**Document segment:**
Next week we'll learn how to use a histogram to visualize the distribution of a continous variable.


### 3.2 Discrete numeric variable (dummy variable)

In [None]:
# descriptive stats for house dv

In [None]:
# we can also use the value_counts function (in general, it gives us a better sense of categorical variables)

In [None]:
# and we can normalize value_counts to get percentages

#### 3.2.1 Define a function

A function is a block of reusable code used to perform a single action that only runs when called. Python has many built in functions (like 'print') but you can also create your own.  

In [None]:
# if we want to see counts and percentages together, we can concatenate these outputs into one table

# defining a function called 'tab' that can take in any dataframe and any variable and return the output below

def tab(df, x):
    """This function concatenates the counts and percentages for a single variable in a dataframe."""
    
    print ("Total Count", df[x].count())
    print ("Total Pct", sum(df[x].value_counts(normalize=True)))
    
    return pd.concat([ df[x].value_counts(), df[x].value_counts(normalize=True) ], 
                     axis=1, keys=('counts','pct'))

In [None]:
# call the function
tab(sub_df, 'house')

In [None]:
# what steps could you take to apply this function to a different dataframe? 
# (hint: df in the function, and df at the where we call it with 'house' aren't the same thing...)

#### 3.2.2 Stats for all variables

In [None]:
# these functions have been helpful for individual variables, but say you want to see summary stats for ALL the 
# variables in your dataframe at once?

In [None]:
# if you want to see summary statistics like this for just a few variables, see the appendix code at the bottom!

## 4 Statistical tests

In [None]:
# define universal set of statistics to be called with ".agg" command

### 4.1 T-test (of means)

#### 4.1.1 Do apartments have different prices from houses?

In [None]:
# descriptive price stats for apartment dv 
# groupby and aggregate functions are helpful for looking at crosstabulated summary statistics

In [None]:
# create apt and non-apt price variables

In [None]:
# run t-test

In [None]:
# if you wanted to normalize the price of a property by the number of bedrooms, how would you change the code?

**Set exercise A:** Summarize the notebook excerpt on summary statistics and t-tests in two sentences.
**Set exercise B:** Resume the notebook excerpt on summary statistics and t-tests after its final line.

**Record list:**
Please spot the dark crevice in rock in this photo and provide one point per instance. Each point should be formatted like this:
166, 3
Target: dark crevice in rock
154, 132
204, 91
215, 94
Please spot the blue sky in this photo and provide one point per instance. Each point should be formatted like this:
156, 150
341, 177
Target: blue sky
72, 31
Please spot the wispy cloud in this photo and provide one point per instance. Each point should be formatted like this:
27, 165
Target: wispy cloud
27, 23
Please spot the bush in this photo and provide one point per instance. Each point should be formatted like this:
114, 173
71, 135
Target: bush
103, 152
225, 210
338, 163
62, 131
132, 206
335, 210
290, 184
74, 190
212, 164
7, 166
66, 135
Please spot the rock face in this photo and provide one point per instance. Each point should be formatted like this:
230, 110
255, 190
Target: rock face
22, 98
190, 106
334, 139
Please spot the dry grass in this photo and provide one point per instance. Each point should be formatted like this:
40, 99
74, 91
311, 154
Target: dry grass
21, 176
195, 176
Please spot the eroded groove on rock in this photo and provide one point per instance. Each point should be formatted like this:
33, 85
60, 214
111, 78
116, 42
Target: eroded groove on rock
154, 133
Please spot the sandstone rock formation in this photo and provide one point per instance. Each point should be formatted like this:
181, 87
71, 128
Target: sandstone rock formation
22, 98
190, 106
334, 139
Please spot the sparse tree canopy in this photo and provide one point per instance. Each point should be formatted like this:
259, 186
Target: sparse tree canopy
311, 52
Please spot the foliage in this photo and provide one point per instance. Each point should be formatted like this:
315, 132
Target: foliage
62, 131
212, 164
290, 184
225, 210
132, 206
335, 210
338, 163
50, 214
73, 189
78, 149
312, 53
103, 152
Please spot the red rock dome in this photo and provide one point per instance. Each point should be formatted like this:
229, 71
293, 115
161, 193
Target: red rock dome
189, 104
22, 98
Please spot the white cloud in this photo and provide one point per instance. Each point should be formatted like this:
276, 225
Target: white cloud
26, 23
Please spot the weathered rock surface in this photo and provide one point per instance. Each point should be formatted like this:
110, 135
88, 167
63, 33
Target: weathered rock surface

**Task output A:** For a dummy variable, the excerpt uses value_counts, normalized to give percentages, and defines a function called 'tab' that combines the counts and percentages for any variable in a dataframe into one table. It then moves to summary statistics for all variables and to statistical tests, starting with a t-test of whether apartments have different prices from houses.

**Task output B:**
# (hint: more than one right answer!!)

# create per room price variable in dataframe
sub_df['pp_rm'] = sub_df['price']/df['rooms']

# create variables for t-test
apt_rm_p = sub_df[df.apt == 1].pp_rm #Apartment Price per Room
n_apt_rm_p = sub_df[df.apt == 0].pp_rm #Non-Apartment Price per Room

# run t-test
ttest_ind(apt_rm_p, n_apt_rm_p, equal_var = False, nan_policy="omit")

In [None]:
# can also run t-test with researchpy if that's your preference!

#### 4.1.2 Is the price of newer apartments different from older apartments?

In [None]:
# what descriptive stats are relevant here? 
# create subdataframe, group price of apartments by new vs. old

In [None]:
# create old and new apartment price variables

In [None]:
# run t-test

### 4.2 Chi-square test (of proportions)

#### 4.2.1 Are houses more likely to be older (age_20_more) or younger?

In [None]:
# descriptive stats (crosstab)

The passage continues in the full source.